**TRECHO DO TEXTO**:
━━━━━━━━━━

Peço vênia para, respeitosamente, discordar da e. Relatora.


Com efeito, cumpre destacar, de início, que somente é cabível o trancamento de ação penal em habeas corpus, quando estiverem comprovadas, desde logo e sem qualquer dúvida, (i) a atipicidade da conduta, (ii) a extinção da punibilidade ou (iii) a evidente ausência de justa causa. É nesse sentido a pacífica jurisprudência do Supremo Tribunal Federal, conforme se pode verificar, a título exemplificativo, pela leitura das seguintes ementas:


Penal e Processo Penal. Recurso Ordinário em Habeas Corpus. Trancamento de Ação Penal. Análise do material probatório. Impossibilidade. Supressão de instância. 1. O trancamento de ação penal só é possível quando estiverem comprovadas, de logo, a atipicidade da conduta, a extinção da punibilidade ou a evidente ausência de justa causa. 2. O Superior Tribunal de Justiça não apreciou a questão da legalidade das interceptações telefônicas, o que impede a análise por esta Corte. 3. Ausência de teratologia para concessão de ordem de ofício. Isso porque, conforme consignado pelas instâncias precedentes, não procede a alegação de que a denúncia está baseada exclusivamente nas interceptações telefônicas. 4. No entanto, o habeas corpus foi impetrado contra decisão proferida em ação penal originária, razão pela qual os autos devem retornar ao Superior Tribunal de Justiça para que a impetração seja conhecida. 5. Recurso ordinário provido.
(RHC 118622/ES, Primeira Turma, Rel. Min. Roberto Barroso, j. 17.03.2015, DJe-066 Divulg 08.04.2015 Public 09.04.2015)

━━━━━━━━━━

(Dados coletados)
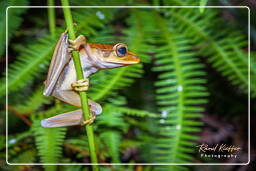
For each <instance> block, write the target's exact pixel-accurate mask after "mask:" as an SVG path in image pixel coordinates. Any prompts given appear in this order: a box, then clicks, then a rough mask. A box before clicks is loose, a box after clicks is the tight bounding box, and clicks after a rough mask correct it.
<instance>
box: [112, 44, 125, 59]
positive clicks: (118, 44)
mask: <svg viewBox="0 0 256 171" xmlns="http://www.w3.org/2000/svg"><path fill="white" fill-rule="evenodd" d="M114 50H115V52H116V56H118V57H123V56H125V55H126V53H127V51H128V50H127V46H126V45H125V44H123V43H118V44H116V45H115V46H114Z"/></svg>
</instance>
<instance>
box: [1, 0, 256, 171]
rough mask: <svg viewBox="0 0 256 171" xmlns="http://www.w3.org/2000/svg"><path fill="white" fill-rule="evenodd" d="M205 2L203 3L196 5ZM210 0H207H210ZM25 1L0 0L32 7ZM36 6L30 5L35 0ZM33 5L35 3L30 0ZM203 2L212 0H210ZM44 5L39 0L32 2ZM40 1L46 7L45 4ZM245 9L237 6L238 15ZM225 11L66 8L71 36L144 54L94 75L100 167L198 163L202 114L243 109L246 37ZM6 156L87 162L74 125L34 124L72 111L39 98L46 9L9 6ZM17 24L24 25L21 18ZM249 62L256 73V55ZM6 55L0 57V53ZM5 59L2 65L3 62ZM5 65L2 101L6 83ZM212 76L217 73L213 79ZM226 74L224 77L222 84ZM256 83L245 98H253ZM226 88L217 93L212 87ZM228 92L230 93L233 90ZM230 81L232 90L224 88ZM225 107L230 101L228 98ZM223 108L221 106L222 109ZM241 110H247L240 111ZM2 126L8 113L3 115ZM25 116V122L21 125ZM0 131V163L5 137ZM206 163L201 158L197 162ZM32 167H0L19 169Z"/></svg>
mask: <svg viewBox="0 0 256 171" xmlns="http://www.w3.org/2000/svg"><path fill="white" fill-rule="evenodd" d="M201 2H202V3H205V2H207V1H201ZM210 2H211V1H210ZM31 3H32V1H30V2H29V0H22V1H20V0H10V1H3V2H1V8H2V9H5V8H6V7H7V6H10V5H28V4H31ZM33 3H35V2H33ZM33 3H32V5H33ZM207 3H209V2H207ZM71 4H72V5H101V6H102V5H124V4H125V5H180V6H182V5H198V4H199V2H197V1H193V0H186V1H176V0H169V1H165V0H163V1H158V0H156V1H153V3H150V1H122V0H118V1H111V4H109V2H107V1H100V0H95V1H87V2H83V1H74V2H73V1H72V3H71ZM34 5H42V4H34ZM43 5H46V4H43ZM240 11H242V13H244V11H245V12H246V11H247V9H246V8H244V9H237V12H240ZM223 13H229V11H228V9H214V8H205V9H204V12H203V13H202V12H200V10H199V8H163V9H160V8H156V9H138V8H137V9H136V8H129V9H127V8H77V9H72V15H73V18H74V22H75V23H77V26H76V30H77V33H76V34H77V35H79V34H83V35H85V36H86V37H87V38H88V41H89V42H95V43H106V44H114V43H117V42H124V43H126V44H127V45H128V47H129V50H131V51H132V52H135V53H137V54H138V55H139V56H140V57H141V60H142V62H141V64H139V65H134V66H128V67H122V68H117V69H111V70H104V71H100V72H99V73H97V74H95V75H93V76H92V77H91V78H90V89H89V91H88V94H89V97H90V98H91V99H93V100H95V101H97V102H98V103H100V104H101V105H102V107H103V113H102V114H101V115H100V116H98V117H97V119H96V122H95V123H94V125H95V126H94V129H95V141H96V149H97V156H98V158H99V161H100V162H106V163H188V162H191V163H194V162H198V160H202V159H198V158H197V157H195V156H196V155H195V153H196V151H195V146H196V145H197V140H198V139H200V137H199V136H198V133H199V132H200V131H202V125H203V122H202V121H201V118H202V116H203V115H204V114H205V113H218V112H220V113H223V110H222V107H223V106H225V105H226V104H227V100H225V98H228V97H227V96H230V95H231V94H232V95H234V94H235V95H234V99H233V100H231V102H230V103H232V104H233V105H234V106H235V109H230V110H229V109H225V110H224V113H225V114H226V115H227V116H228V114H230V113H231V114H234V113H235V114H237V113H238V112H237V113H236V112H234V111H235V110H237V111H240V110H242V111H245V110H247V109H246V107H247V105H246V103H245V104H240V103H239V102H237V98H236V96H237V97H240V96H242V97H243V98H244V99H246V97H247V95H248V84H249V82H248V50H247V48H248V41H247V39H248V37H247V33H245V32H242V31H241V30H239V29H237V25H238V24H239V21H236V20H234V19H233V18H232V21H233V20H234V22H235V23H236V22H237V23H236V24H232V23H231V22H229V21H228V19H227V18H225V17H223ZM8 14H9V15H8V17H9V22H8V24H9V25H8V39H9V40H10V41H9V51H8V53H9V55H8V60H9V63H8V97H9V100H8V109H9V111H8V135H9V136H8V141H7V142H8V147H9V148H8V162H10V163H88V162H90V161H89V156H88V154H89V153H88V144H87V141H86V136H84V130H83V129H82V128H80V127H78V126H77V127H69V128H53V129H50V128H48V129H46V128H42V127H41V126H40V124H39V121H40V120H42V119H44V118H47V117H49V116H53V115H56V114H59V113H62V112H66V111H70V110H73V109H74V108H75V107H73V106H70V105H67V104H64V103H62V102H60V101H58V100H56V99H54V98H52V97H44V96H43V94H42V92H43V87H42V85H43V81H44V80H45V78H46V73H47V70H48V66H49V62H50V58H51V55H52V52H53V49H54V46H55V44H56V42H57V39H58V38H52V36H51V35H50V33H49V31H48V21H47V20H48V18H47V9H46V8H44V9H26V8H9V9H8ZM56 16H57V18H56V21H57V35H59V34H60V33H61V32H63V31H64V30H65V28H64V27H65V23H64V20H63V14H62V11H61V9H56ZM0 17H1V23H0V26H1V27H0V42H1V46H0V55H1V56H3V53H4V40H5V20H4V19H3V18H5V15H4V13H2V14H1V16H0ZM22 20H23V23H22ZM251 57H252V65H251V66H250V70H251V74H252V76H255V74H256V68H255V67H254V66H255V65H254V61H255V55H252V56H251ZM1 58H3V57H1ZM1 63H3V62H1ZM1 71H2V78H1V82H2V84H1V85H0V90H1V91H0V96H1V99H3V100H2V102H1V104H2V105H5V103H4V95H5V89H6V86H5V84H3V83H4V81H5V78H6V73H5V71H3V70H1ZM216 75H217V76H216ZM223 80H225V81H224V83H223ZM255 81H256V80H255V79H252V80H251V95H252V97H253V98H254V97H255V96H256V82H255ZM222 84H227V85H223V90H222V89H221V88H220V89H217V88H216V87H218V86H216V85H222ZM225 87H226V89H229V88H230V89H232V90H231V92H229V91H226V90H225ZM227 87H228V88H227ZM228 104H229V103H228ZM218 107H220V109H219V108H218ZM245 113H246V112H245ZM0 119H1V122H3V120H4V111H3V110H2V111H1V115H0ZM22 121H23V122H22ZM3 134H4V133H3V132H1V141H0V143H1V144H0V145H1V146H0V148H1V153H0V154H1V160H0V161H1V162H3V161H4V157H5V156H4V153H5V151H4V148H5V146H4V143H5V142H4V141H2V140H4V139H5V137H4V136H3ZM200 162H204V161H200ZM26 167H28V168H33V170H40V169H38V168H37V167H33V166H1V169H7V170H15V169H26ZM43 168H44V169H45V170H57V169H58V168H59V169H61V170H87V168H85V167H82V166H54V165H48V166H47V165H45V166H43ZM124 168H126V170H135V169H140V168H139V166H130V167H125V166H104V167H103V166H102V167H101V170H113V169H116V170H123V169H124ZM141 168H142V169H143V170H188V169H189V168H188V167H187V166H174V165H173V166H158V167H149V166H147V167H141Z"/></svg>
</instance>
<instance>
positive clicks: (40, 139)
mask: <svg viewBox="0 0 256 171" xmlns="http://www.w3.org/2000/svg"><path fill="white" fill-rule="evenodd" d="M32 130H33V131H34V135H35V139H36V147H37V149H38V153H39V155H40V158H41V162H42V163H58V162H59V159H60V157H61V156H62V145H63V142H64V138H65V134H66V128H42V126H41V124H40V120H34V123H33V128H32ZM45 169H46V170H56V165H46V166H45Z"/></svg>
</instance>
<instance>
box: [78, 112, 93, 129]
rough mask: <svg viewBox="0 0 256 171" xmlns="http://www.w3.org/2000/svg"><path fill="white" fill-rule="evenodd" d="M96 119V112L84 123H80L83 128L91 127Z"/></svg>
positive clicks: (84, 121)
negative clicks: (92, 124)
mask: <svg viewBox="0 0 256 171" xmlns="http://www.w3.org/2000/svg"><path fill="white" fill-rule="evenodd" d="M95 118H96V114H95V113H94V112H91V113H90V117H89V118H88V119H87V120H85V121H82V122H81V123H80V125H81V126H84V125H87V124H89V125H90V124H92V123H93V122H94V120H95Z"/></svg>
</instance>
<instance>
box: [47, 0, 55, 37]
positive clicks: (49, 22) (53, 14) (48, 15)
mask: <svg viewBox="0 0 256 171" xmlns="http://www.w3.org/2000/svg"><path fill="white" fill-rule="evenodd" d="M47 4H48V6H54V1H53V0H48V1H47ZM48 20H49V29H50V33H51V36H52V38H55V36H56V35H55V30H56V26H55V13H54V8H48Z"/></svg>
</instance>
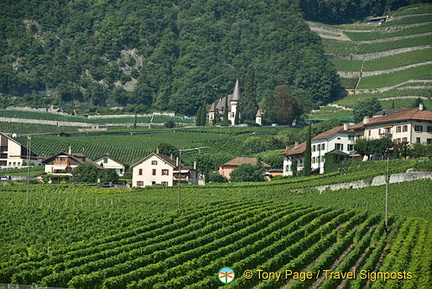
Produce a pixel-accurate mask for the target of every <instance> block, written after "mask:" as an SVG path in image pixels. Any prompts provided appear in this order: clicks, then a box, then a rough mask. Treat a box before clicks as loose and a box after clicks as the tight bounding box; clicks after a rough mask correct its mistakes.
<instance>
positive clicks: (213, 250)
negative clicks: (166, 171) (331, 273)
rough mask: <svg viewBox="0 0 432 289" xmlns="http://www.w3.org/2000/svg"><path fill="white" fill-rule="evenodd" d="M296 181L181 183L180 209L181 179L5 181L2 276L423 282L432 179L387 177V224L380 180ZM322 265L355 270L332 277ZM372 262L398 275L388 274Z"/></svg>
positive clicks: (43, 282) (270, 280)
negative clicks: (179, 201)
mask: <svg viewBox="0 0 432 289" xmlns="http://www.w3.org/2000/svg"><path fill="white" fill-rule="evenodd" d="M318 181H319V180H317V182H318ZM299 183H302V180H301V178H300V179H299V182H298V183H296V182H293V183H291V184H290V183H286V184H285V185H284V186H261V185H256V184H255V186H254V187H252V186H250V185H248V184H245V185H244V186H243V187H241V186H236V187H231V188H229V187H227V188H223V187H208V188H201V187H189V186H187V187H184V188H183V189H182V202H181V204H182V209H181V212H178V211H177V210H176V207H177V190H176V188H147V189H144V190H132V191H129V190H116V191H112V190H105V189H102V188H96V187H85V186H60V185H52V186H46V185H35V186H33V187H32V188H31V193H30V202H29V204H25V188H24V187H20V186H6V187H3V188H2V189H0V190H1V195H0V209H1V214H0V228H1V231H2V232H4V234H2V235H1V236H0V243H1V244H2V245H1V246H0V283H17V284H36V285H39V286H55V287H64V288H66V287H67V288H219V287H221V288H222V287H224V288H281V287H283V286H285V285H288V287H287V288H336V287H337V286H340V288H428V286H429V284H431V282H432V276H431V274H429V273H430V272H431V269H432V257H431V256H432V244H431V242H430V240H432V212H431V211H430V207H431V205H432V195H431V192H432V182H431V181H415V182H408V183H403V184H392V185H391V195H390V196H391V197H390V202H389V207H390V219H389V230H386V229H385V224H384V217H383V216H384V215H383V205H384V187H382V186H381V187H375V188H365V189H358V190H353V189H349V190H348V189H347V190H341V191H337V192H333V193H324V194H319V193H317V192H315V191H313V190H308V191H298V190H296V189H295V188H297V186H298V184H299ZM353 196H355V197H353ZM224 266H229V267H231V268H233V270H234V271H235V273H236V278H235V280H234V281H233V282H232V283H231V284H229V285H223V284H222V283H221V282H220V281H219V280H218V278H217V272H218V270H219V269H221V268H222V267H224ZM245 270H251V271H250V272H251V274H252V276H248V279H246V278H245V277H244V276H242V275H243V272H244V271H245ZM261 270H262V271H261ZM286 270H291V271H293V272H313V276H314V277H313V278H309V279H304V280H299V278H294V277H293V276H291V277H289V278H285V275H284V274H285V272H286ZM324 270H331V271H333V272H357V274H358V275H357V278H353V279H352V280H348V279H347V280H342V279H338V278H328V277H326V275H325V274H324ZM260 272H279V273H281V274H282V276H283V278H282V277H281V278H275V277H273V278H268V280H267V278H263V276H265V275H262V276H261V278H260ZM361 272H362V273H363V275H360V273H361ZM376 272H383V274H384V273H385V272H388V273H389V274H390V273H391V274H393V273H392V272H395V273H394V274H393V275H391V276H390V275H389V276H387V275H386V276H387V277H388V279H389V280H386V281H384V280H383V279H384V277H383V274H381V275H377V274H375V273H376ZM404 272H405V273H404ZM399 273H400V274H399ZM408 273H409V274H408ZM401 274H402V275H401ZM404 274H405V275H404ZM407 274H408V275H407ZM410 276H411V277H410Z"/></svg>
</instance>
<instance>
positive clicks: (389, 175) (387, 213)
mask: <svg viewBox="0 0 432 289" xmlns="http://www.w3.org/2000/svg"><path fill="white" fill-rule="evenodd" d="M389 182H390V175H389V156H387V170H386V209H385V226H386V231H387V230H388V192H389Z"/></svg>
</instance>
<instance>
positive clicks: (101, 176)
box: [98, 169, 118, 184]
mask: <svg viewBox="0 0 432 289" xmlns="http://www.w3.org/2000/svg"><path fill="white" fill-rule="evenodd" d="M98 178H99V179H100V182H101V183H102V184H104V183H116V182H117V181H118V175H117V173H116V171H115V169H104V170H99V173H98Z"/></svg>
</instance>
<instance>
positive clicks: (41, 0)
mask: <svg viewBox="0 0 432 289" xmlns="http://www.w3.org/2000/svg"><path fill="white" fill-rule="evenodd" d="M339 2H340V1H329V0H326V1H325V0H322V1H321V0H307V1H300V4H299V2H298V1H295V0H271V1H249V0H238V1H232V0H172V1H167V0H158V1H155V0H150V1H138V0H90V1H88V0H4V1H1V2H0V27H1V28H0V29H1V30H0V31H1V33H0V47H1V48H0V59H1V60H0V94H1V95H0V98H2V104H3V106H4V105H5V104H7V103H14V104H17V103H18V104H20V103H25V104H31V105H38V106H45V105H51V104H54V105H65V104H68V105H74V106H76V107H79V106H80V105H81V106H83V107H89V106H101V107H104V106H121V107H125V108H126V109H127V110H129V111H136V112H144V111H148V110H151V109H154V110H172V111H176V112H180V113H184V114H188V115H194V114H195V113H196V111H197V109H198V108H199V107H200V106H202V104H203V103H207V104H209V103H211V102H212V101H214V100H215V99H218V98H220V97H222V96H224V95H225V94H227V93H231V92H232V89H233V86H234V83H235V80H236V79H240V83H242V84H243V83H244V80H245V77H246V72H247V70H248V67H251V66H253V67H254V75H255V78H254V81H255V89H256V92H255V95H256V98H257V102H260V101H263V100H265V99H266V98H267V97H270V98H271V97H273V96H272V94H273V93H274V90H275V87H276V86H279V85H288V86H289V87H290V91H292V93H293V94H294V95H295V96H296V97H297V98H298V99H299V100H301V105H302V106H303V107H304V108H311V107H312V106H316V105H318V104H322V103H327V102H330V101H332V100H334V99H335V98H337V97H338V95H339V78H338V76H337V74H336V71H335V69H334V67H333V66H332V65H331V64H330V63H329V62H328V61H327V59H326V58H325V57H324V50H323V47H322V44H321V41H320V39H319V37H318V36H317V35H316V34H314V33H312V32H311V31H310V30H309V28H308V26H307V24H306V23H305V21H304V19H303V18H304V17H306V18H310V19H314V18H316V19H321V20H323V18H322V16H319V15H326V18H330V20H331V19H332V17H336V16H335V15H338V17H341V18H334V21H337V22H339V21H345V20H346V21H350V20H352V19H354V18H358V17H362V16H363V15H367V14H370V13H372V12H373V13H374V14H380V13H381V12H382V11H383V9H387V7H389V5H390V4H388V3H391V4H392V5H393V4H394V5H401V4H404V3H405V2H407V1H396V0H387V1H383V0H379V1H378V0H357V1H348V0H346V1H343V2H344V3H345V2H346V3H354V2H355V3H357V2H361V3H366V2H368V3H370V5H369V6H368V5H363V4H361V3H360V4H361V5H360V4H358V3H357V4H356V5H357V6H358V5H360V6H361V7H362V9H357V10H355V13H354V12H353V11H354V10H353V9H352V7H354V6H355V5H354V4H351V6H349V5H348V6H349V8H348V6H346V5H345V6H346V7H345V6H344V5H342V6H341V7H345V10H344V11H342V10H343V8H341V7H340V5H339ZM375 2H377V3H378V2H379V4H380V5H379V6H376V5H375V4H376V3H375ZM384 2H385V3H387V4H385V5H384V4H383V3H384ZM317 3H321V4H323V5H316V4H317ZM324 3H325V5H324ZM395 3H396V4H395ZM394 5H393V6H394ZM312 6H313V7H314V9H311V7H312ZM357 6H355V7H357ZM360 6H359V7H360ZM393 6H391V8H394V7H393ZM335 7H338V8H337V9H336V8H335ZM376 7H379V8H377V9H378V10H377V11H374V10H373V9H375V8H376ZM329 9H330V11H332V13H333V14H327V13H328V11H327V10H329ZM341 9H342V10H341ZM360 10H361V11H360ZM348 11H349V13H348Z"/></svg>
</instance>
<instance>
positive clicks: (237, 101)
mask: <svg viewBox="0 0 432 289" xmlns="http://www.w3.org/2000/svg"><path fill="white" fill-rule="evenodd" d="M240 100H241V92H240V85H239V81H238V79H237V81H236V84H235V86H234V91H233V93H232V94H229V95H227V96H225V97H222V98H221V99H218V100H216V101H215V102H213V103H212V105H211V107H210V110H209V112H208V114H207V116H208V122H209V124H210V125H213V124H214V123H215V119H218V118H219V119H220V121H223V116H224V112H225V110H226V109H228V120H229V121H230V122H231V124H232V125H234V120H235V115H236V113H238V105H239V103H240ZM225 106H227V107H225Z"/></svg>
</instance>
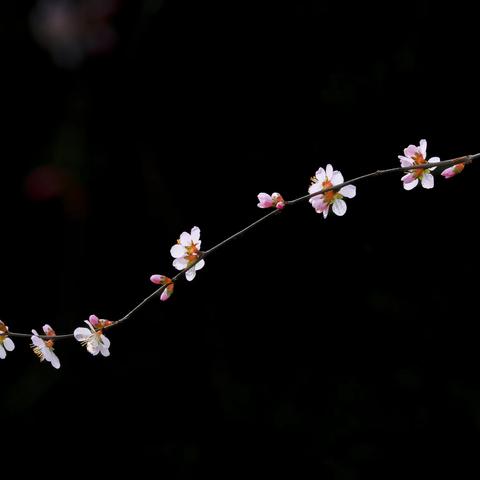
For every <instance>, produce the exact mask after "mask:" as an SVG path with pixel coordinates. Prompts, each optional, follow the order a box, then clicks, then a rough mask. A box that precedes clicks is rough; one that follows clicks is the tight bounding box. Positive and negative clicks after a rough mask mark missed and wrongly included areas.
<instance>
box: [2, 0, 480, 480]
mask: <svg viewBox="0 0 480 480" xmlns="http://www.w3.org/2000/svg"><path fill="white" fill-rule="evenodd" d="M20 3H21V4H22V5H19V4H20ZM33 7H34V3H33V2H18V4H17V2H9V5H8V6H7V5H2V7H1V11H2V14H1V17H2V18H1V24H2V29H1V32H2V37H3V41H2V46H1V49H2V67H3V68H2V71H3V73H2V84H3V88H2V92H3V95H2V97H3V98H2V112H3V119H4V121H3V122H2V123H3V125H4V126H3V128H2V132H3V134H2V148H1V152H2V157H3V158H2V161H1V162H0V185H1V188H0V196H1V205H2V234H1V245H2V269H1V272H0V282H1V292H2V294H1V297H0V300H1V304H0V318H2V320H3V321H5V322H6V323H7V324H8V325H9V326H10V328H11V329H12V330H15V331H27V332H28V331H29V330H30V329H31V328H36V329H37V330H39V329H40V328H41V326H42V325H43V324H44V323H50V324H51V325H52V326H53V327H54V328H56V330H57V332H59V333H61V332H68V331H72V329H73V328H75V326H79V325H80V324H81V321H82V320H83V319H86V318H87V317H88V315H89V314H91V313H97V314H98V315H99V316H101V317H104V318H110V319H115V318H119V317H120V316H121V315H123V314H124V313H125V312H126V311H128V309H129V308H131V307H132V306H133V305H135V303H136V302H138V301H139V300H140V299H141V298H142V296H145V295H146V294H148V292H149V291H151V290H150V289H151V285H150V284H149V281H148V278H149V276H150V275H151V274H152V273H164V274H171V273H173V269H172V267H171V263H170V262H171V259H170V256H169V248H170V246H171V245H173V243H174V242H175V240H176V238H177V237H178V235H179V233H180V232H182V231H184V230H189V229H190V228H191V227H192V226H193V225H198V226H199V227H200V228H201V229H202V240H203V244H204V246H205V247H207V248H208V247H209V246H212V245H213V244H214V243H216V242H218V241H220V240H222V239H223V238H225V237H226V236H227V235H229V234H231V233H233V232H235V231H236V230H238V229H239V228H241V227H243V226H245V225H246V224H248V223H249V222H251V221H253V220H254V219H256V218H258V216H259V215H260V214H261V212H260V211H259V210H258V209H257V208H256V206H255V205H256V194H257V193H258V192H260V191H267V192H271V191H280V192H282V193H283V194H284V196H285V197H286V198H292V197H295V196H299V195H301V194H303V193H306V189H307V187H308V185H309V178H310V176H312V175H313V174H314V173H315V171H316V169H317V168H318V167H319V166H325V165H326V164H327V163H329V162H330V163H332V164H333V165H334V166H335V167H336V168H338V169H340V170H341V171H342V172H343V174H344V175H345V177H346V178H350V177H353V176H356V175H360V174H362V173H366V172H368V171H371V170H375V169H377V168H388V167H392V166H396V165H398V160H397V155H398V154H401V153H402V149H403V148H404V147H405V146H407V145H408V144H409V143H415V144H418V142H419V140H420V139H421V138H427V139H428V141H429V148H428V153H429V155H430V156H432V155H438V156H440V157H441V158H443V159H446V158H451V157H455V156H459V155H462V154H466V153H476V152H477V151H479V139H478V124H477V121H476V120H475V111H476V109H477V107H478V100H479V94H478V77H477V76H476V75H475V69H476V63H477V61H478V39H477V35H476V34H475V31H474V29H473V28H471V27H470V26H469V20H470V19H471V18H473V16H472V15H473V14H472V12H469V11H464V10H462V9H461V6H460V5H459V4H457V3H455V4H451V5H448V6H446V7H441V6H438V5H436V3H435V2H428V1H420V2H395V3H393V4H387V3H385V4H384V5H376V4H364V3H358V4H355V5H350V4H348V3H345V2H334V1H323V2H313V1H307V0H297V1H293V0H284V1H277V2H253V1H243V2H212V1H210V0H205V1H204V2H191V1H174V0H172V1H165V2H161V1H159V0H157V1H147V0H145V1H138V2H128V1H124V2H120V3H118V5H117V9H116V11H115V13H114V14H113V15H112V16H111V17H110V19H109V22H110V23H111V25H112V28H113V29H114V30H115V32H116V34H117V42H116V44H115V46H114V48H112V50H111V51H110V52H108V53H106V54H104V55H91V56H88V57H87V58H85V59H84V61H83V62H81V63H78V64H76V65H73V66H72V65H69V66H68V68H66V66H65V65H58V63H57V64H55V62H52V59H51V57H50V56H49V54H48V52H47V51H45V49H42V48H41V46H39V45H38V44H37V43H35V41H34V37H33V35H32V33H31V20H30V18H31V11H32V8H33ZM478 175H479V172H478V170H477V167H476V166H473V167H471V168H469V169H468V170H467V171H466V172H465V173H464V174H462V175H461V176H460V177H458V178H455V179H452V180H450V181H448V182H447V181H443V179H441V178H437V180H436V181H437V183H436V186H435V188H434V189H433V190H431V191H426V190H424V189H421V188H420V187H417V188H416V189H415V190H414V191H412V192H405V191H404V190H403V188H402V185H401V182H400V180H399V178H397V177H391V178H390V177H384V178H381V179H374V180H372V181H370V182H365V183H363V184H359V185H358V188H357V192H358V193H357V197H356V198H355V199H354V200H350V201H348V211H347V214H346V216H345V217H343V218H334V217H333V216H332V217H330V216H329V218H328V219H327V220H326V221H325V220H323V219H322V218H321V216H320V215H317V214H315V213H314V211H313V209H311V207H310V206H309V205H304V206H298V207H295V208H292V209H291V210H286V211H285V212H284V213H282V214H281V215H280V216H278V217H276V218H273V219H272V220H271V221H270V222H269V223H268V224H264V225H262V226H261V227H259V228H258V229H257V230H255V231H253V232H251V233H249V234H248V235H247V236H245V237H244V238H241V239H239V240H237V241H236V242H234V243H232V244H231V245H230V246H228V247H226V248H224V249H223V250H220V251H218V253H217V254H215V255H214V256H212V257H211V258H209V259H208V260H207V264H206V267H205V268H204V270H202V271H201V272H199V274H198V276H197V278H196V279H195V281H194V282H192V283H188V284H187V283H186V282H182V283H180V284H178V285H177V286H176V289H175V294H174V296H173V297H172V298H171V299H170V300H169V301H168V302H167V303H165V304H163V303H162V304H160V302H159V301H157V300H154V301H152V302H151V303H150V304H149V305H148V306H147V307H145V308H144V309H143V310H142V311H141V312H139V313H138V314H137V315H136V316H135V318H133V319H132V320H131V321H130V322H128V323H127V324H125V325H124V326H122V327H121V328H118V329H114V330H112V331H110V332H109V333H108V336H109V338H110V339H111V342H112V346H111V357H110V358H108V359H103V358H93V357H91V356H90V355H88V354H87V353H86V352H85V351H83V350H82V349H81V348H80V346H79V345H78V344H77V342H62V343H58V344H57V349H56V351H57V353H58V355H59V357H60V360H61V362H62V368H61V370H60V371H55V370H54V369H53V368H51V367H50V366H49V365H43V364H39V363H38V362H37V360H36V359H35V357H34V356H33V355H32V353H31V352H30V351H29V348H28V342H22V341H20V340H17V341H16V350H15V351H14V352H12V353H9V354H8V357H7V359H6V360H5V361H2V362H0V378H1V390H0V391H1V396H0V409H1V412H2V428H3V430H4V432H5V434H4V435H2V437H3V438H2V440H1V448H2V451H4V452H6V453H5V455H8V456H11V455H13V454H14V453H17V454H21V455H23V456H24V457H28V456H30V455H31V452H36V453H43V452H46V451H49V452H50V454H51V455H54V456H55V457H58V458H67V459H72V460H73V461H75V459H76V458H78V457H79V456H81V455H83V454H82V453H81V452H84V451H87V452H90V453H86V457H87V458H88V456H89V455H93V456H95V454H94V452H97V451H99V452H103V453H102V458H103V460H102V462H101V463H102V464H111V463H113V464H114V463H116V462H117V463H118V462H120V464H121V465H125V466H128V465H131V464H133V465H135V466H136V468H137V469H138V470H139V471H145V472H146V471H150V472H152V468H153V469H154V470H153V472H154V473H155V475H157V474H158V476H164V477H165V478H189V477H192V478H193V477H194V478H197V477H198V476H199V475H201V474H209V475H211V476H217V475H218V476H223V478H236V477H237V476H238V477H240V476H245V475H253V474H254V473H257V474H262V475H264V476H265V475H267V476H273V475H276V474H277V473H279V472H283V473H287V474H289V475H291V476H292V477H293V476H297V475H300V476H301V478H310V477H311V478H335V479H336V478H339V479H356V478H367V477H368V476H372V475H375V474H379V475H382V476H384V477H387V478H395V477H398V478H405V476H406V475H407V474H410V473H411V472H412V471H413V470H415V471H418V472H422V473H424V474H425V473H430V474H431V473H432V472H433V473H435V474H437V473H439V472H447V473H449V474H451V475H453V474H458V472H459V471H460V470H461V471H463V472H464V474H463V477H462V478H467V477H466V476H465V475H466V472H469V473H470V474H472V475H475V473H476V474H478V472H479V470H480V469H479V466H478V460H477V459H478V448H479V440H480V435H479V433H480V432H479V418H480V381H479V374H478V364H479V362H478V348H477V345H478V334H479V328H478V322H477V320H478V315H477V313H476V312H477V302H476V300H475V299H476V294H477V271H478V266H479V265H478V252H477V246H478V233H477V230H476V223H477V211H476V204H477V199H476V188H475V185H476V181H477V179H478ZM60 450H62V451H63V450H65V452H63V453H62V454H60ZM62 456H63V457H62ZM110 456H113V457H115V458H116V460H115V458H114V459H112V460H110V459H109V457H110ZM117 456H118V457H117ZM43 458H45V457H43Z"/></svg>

━━━━━━━━━━

**SOBRE A TAREFA**:
Dê continuidade ao texto sobre o trancamento de ação penal em habeas corpus, começando logo após a última linha mostrada.

**SUA RESPOSTA**:
AGRAVO REGIMENTAL EM HABEAS CORPUS. PENAL. RECEBIMENTO DA DENÚNCIA. ALEGAÇÕES DE NULIDADE, INÉPCIA, ATIPICIDADE DAS CONDUTAS E ABSOLVIÇÃO SUMÁRIA. PEDIDOS MANIFESTAMENTE IMPROCEDENTES E CONTRÁRIOS À JURISPRUDÊNCIA DOMINANTE DO SUPREMO TRIBUNAL FEDERAL. PRECEDENTES. AGRAVO AO QUAL SE NEGA PROVIMENTO. 1. A jurisprudência do Supremo Tribunal Federal é firme no sentido de a Constituição da República exigir, no art. 93, inc. IX, que a decisão judicial seja fundamentada, não que a fundamentação seja correta na solução das questões de fato ou de direito da lide: declinadas, no julgado, as premissas, corretamente assentadas ou não, mas coerentes com o dispositivo do acórdão, está satisfeita a exigência constitucional. Precedentes. 2. O trancamento de ação penal em habeas corpus constitui medida excepcional, justificável somente nos casos de manifesta atipicidade da conduta, de presença de causa de extinção da punibilidade ou de ausência, demonstrada de plano, de indícios mínimos de autoria e materialidade delitivas. 3. Não se há cogitar de inépcia da denúncia nem de atipicidade quando se descrevem suficientemente os fatos, com a indicação de data, local, modo de execução e capitulação jurídica dos crimes, não se exigindo, pela natureza do delito e, em especial, quando se trata de crimes praticados em concurso de pessoas, a descrição minuciosa de todos os atos efetivamente praticados pelos acusados. 4. Pode o Relator, com fundamento no art. 21, § 1º, do Regimento Interno do Supremo Tribunal Federal, negar seguimento ao habeas corpus manifestamente inadmissível, improcedente ou contrário à jurisprudência dominante, embora sujeita a decisão a agravo regimental. 5. Agravo regimental ao qual se nega provimento.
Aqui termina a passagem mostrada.